● Brief:
Format the material below as a JSON array of strings, with one string for each line and any blank lines omitted.

● Records for the task:
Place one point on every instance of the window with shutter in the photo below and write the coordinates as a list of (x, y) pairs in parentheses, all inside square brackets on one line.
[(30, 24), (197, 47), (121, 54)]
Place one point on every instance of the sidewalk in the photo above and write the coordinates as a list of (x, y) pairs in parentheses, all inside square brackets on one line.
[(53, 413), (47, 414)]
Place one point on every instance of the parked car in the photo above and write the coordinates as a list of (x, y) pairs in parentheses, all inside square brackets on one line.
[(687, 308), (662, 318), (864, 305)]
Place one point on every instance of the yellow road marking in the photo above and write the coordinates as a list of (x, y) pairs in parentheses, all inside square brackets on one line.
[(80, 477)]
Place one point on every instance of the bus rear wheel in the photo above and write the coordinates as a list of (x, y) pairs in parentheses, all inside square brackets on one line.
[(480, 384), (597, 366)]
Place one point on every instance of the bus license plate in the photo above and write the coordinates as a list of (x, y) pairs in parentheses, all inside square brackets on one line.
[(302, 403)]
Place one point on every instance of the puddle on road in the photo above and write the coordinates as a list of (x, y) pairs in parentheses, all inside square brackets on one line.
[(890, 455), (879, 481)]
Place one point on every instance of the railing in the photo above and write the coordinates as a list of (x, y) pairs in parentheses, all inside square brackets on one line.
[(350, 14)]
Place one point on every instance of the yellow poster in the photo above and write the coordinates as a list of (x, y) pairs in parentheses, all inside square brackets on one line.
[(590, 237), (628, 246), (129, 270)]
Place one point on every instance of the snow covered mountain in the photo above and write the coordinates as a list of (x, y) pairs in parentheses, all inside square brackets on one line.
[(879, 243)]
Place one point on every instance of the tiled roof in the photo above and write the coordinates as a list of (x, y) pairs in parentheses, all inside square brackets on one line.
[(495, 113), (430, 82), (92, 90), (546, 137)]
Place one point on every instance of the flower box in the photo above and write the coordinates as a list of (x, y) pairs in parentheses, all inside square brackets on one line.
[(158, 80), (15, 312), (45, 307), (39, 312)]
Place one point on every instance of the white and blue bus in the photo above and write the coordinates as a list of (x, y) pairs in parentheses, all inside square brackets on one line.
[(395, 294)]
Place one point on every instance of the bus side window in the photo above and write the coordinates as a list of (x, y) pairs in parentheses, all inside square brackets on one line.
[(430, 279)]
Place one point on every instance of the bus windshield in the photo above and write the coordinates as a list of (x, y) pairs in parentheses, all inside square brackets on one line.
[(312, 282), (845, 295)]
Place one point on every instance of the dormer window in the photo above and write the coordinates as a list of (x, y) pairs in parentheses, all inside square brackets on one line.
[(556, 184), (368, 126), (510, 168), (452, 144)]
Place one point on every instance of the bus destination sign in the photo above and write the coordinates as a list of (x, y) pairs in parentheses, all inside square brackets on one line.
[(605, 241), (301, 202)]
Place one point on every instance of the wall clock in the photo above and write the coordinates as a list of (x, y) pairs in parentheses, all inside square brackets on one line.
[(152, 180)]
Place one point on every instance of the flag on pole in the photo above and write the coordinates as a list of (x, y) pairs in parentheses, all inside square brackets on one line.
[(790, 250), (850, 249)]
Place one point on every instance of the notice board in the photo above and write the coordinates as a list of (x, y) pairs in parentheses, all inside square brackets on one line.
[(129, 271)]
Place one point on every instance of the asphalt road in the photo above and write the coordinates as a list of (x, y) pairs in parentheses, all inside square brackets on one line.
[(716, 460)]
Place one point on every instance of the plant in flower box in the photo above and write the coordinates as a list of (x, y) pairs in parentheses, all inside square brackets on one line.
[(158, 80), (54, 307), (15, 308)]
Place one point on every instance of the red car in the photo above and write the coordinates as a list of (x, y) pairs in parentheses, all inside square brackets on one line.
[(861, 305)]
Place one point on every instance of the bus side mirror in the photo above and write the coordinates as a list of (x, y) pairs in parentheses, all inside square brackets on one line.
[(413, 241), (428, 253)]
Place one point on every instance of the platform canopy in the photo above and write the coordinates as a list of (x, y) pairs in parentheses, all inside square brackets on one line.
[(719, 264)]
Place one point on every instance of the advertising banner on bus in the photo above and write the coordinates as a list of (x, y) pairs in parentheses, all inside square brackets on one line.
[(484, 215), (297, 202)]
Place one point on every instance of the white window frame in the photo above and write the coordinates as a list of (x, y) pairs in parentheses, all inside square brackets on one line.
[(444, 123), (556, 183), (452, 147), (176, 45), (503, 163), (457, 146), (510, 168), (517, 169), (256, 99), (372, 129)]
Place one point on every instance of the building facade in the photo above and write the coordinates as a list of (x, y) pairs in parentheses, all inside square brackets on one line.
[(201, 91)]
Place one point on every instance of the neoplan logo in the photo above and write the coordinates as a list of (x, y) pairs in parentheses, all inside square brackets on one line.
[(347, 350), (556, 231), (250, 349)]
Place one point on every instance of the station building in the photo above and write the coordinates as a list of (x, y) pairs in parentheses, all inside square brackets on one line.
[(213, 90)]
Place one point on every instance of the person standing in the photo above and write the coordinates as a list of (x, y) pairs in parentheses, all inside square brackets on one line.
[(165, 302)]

● Answer to this exercise:
[
  "Place one point on every instance of the window with shutter in the photo below and write the coordinates as a list of (x, y) pairs in parentheses, all inside square brackets on one line.",
  "[(30, 24), (197, 47), (121, 54)]",
  "Place one point on every instance of the sidewalk in the photo above and write the coordinates as a list of (x, y) pairs in parentheses, all inside square brackets on one line.",
  "[(53, 413), (47, 414)]",
  "Place one point on every instance of the parked car in the photo above and write the coordinates as a list of (x, y) pairs in parentheses, all inside square brackets on one line.",
  "[(687, 308), (662, 318), (864, 305)]",
  "Place one point on every instance of the yellow road marking in the photo above and write the coordinates as a list of (x, y) pairs in parentheses, all inside square brackets on one line.",
  "[(80, 477)]",
  "Place one point on every instance of the bus rear wheel in the photo above and write the coordinates as a list of (x, y) pairs in parentheses, all inside square brackets on one line.",
  "[(480, 384), (597, 366)]",
  "Place one point on every instance of the bus license plate in the photo above and write the coordinates as a list of (x, y) pairs in parentheses, all inside square brackets on one line.",
  "[(302, 403)]",
  "Place one point on every instance of the puddle on road in the photo above and write the coordinates as a list of (x, y) pairs in parentheses, all inside square brackets on one line.",
  "[(890, 455), (879, 481)]",
  "Place one point on every instance of the railing in the photo above and write the coordinates as a list of (x, y) pairs in parentheses, all inside square brackets on one line.",
  "[(350, 14)]",
  "Place one point on every instance of the yellow poster in the photo above and write the coordinates as a list of (x, y) pairs in parentheses, all inside square brackets on one line.",
  "[(590, 237), (628, 246), (129, 270)]",
  "Place one point on every instance of the snow covered mountain in the photo above and write the coordinates as a list of (x, y) pairs in parentheses, all inside square brackets on one line.",
  "[(879, 243)]",
  "Place one point on every instance of the tiled roof in the photo above and write the coordinates as a list of (x, y) pairs in parentheses, all inside square brackets on one line.",
  "[(495, 113), (430, 82), (92, 90), (546, 137)]",
  "Place one point on every instance of the flower box in the photo above and write the coordinates as a list of (x, y) pairs in parentheses, all inside square brackets on one line.",
  "[(158, 80), (15, 312), (45, 307), (39, 312)]",
  "Place one point on every instance of the white and blue bus in the photo above and write the coordinates as a list of (x, y) pairs in parentheses, all inside square brackets on one line.",
  "[(395, 294)]",
  "Place one point on every instance of the bus side window in the photo above and write the coordinates as a list of (x, y) pairs in parentheses, all inside square brackets on one line.",
  "[(430, 279)]",
  "Place one point on every instance of the bus windshield in the photo above and write the coordinates as a list of (x, y) pairs in parentheses, all inside square brackets on one line.",
  "[(312, 282), (845, 295)]",
  "Place one point on every instance of the dormer window in the photo above and write the coordinates as a list of (x, y) pairs in parentheses, all inside square brackets on one line.",
  "[(556, 184), (368, 126), (510, 168), (452, 144)]",
  "Place one point on every instance of the bus destination sign in the photo above and write the coordinates as a list of (x, y) pairs in parentheses, all inside square brackets on one line.",
  "[(605, 241), (301, 202)]",
  "Place one point on every instance of the wall clock in the photo above and write the coordinates as a list of (x, y) pairs in parentheses, all inside square brackets on one line.",
  "[(152, 180)]",
  "Place one point on every instance of the flag on pole in the photo above and write the coordinates as a list of (x, y) pairs in parentheses, all inside square brackets on one line.",
  "[(790, 250), (850, 249)]",
  "Place one point on every instance of the notice board in the photo above and write the coordinates as a list of (x, y) pairs in parentheses, all inside square brackets on one line.",
  "[(129, 271)]",
  "Place one point on every instance of the asphalt road in the photo above and write the coordinates as a list of (x, y) pairs in parentheses, all inside square brackets on one line.",
  "[(716, 460)]",
  "Place one point on every instance of the plant in flower box in the photo above and write the coordinates as a list of (x, y) pairs in parentheses, all inside square brackets on one line.",
  "[(158, 80), (54, 307), (15, 308)]",
  "Place one point on every instance of the red car in the photo above and write the coordinates as a list of (x, y) pairs in parentheses, all inside square brackets on one line.",
  "[(861, 305)]",
  "Place one point on every instance of the bus side mirror in the photo above and write the coordinates as a list of (x, y) pairs in parentheses, all inside square brackets on one line.",
  "[(413, 241), (428, 253)]",
  "Place one point on every instance of the platform canopy in the photo above and write the coordinates as a list of (x, y) pairs in parentheses, all inside square brackets on one line.",
  "[(719, 264)]",
  "Place one point on every instance of the advertising banner on bus in the photo above and write the coordinates as a list of (x, y) pairs in parentheses, all inside square brackets on one line.",
  "[(484, 215), (297, 202)]",
  "Place one point on every instance of the white window frame in the photo above and write the coordinates as a list of (x, y) pairs in parentheses, all inside square brackets on one line.",
  "[(444, 123), (556, 183), (452, 147), (176, 45), (503, 163), (457, 146), (510, 168), (517, 169), (256, 99), (372, 129)]",
  "Place one point on every instance of the building facade in the photo above and write the coordinates as a list of (x, y) pairs in parentheses, all inside square brackets on one line.",
  "[(201, 91)]",
  "Place one point on every instance of the neoplan logo in the photo above and write the coordinates as a list of (x, y) pairs in parentheses, all inside square brackets on one line.",
  "[(347, 350), (556, 231), (250, 349)]",
  "Place one point on every instance of the station building in the photo above and write the coordinates as a list of (x, y) pairs in parentheses, all inside square brackets on one line.",
  "[(213, 90)]",
  "Place one point on every instance of the person standing in the photo above and write the coordinates as a list of (x, y) pairs in parentheses, all inside square brackets on one line.",
  "[(165, 302)]"
]